(Records from a point labeling set)

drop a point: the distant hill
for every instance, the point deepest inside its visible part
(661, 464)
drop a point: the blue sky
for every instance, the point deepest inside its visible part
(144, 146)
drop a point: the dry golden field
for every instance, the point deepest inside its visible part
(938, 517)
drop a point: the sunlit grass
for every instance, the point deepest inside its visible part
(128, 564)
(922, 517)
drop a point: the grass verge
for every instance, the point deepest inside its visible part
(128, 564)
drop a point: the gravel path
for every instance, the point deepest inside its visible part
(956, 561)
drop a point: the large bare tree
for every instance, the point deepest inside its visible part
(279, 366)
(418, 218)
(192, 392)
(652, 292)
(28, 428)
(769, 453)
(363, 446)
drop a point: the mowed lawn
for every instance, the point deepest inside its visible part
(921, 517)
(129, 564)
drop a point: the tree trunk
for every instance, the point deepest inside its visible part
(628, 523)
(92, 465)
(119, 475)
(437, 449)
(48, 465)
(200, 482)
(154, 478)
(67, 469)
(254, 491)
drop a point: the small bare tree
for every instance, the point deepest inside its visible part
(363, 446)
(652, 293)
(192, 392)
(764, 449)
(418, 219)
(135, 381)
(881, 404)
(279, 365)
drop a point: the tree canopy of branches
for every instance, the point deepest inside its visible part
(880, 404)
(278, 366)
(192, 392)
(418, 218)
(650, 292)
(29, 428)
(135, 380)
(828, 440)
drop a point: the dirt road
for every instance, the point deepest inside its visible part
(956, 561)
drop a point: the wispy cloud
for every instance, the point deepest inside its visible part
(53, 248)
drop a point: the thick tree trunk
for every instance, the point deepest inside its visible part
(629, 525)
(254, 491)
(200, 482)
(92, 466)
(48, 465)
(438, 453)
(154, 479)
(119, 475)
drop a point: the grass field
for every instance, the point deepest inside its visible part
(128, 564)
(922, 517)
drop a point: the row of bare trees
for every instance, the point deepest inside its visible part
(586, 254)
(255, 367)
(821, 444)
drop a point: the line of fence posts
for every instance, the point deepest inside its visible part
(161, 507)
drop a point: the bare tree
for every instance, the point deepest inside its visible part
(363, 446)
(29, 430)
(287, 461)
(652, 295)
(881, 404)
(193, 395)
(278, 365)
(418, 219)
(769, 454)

* _Exercise aim_
Rewrite all of the items above as a numbered list, omitting any blank lines.

* _Solution to this exercise_
1. drop a point: the distant hill
2. for every instance, the point deepest inside its visible part
3. (661, 464)
4. drop a point: the blue sky
5. for every instance, the point deepest inside its visible part
6. (144, 146)
7. drop a point: the dry golden field
8. for every instance, the point deepest inside its visible part
9. (938, 517)
10. drop a point: the sunlit grass
11. for every instance, the point deepest inside its visible part
12. (128, 564)
13. (922, 517)
14. drop a point: the grass verge
15. for every instance, the point deepest inside its visible part
16. (128, 564)
17. drop a point: the gravel path
18. for every instance, the point deepest inside its visible part
19. (956, 561)
20. drop a point: the large bare tree
21. for every instance, the point deepest inside its visible part
22. (279, 366)
23. (418, 218)
24. (192, 392)
25. (652, 292)
26. (28, 428)
27. (769, 453)
28. (363, 446)
29. drop a point: the mowed lawn
30. for every instance, the point deepest inside its visible part
31. (921, 517)
32. (129, 564)
33. drop a point: the tree trunk
34. for every instance, the point deepest inside its visible part
35. (628, 523)
36. (92, 465)
37. (119, 475)
38. (437, 449)
39. (48, 465)
40. (200, 482)
41. (154, 478)
42. (67, 469)
43. (254, 491)
44. drop a point: the small bare tree
45. for every instance, the point deepest inside its visible part
46. (363, 446)
47. (652, 293)
48. (192, 392)
49. (764, 449)
50. (418, 219)
51. (135, 381)
52. (881, 404)
53. (279, 365)
54. drop a point: the tree canopy of branches
55. for every instance, the point deepest inside its visible part
56. (880, 404)
57. (278, 366)
58. (192, 392)
59. (418, 218)
60. (650, 292)
61. (29, 428)
62. (135, 380)
63. (828, 440)
64. drop a point: the dirt road
65. for every instance, the point deepest inside its visible part
66. (956, 561)
67. drop a point: the wispy cloud
68. for every instance, the point deepest inside its visible part
69. (53, 248)
70. drop a point: the thick tree trunk
71. for every instance, the point deepest inside its visible part
72. (629, 525)
73. (254, 491)
74. (200, 482)
75. (92, 466)
76. (48, 465)
77. (438, 453)
78. (154, 479)
79. (119, 475)
80. drop a point: the grass field
81. for every instance, the point deepest inside its visible part
82. (128, 564)
83. (922, 517)
84. drop a point: the row of bare trees
85. for every instance, the point deepest inside its visible part
86. (586, 254)
87. (255, 367)
88. (821, 444)
89. drop a point: the line of fence posts
90. for every instance, the point deepest inside its visible part
91. (161, 507)
92. drop a point: the bare tree
93. for every instance, the point deepest inside its visible part
94. (363, 446)
95. (29, 430)
96. (287, 461)
97. (652, 295)
98. (881, 404)
99. (193, 395)
100. (278, 365)
101. (418, 219)
102. (769, 454)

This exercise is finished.